--- start Materials provided ---

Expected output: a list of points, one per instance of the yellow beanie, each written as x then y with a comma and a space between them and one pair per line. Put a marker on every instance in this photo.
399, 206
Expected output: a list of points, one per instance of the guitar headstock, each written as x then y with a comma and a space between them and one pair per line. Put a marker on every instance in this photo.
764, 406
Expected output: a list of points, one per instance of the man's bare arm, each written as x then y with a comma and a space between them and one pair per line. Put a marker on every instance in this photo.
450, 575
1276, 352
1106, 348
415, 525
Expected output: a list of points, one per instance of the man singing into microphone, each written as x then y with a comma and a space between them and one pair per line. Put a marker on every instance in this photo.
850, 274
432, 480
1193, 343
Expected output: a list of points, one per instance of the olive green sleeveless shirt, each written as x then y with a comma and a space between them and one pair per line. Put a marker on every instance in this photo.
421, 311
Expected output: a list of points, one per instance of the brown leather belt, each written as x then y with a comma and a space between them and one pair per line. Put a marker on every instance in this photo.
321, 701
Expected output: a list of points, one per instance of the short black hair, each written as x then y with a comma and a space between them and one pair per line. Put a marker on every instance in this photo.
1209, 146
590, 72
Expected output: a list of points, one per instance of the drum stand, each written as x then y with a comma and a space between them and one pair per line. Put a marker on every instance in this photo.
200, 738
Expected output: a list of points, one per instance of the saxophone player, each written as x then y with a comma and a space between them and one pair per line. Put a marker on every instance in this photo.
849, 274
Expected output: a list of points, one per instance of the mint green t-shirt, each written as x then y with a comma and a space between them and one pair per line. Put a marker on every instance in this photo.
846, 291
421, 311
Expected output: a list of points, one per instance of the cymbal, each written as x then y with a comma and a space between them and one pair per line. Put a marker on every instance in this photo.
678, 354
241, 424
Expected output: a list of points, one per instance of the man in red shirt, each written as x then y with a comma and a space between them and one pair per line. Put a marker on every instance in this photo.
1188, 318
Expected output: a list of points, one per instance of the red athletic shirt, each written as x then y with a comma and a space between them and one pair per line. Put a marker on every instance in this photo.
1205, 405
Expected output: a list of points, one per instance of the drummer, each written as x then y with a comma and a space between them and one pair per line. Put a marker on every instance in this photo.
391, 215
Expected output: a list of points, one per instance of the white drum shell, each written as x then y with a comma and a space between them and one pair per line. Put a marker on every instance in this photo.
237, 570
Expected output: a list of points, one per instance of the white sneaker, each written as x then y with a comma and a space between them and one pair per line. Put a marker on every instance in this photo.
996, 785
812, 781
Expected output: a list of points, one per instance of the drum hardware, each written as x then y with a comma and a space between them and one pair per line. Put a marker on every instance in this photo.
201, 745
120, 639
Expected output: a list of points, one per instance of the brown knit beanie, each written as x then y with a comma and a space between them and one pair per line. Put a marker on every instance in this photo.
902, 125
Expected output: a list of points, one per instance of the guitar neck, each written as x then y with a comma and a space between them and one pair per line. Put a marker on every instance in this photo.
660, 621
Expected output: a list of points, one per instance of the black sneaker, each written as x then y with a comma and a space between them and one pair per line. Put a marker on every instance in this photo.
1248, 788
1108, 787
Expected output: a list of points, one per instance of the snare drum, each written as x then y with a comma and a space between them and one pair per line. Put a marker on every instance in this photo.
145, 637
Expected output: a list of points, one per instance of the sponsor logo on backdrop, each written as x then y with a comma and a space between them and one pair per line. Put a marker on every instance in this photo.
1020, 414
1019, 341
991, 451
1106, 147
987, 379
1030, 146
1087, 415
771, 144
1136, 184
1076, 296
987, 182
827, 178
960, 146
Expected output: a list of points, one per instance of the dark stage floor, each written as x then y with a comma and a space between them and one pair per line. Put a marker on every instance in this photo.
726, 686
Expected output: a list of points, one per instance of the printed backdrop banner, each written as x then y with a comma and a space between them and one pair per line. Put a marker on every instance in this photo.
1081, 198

--- end Materials provided ---

* **The request**
Rewrite all of the entries above as a two-column CSV with the header columns "prompt" and "points", one row per entry, putting each entry's text and its answer in a single quoted field apiece and replacing every line break with a space.

* **Correct output**
prompt,points
"Expected output: a list of points, one per instance of the yellow beanie, each written as x then y with a comma and a space between them and one pair per line. Put a marker on every instance in this photo.","399, 206"
"Expected output: a list of points, one per instance of the guitar headstock, each written as x then y with a comma and a space between them and one pair per line. Put a marker on every instance in this photo.","764, 406"
"Expected output: a list of points, one per instance of the man's bare arm, each written as x then y with a comma and a space between them and one pair per line. Put a marker on every instance in this photo.","450, 575 1276, 352 1106, 348 415, 525"
"Expected output: a list of points, one per instance of the man singing into microphone, each written as x then y with a comma and a space between them and one pair per line. Put a marker on every instance in this photo.","850, 274 432, 480 1193, 343"
"Expected output: a list of points, one per instance of the olive green sleeveless shirt, each written as x then y with a comma and a space between them and one pair per line. Put a marker on every instance in this photo.","421, 311"
"Expected output: a list of points, one per instance of the brown leather belt, each written as x then y with a comma and a space between them and one pair per line. Put a marker on every instance in this photo.","321, 701"
"Expected output: a list of points, one per instance of the short black hair, each written as x then y with a comma and a space between them and one pair per line. Put a marker on every instance in this photo.","1209, 146 590, 72"
"Expected output: a list of points, one per instance of the drum stand, each written as x then y with a comma and a space between them and one pair per line. Put a marker on every instance in this photo.","200, 738"
"Expected output: a list of points, one per instance of the saxophone player, each written as x then y with a comma and a space between them and one pair per line. Put a marker on every instance in this photo.","849, 274"
"Expected output: a list of points, one per instance of the mint green t-shirt, each written as x then y with a comma and a space between them and one pair per line. Put a marker on every instance in this photo.","846, 291 421, 311"
"Expected output: a list of points, one per instance of the cymbal, each written as x then y with a comma and a space between them and one pair per line. Put a marker on every instance in this photo.","678, 354 241, 424"
"Expected output: a list of points, one per instance of the man in red shirt, each written as x then y with a comma and a space between them and one pair per line. Put a marker on every instance in this photo.","1188, 318"
"Expected output: a list of points, one per instance of the red athletic shirt, each written as x then y with a comma and a space between them and one pair per line. Put a marker on every instance in this photo.","1205, 405"
"Expected output: a list of points, one per instance of the drummer, each written as x then y with a comma and a space between them and one pair per line. Put a marker on every instance in this photo.","391, 215"
"Expected output: a list of points, one per instance of the white drum shell, each written as x then y with a comma and a space between them and one pair per line. Put a marker on every instance in this photo.","237, 570"
"Expected output: a list of points, one per instance of the white sneaker, each written as x then y with a comma and a space between them and one pair per line. Put a marker on every instance in this photo.","996, 785 812, 781"
"Expected output: a list of points, one per instance of the drum hardware, each written as x then y with a comma and a space between them and one pair per line. Put a marker on every instance in this photo.","201, 745 120, 639"
"Expected output: a list of points, one per instance of the brown knit beanie, each written as x then y with a comma and a space between them and one pair per line. Put a marker on every instance in this photo.","902, 125"
"Expected output: a list of points, one per instance of the guitar neck, each written as x then y with a comma and a space between them and one pair per line. Put a marker on every instance in this photo.","660, 621"
"Expected output: a list of points, one per instance of the black sneaker, each written as x then y with a comma and a space between them and one pair per line. Put a marker on every instance in this photo.","1248, 788 1108, 787"
"Expected output: a list of points, one per instance of the snare drum, each written as x then y with a comma and a space between them and one pair per line. Put a marker on every instance in this photo.","145, 637"
"Expected output: a list of points, one per instance of the sponsor logo on backdrop, each written as x then y with a comma and a space between them and one pair per line. Put a marker on every instance in this photo.","1020, 414 1019, 341 991, 451 1106, 147 987, 379 1030, 146 1087, 415 771, 144 1136, 184 1076, 296 987, 182 827, 178 960, 146"
"Expected output: a list of points, one per instance of the dark stage floor, each written as x then y with a comma and a space between them and one pair per line. Put a marker on every instance in this photo.","726, 686"
"Expected output: a list of points, one per instance of the printed backdrop banner, each written as x then y with a comma and a space between them and one pair per line. Put a marker on every instance in this photo.","1081, 198"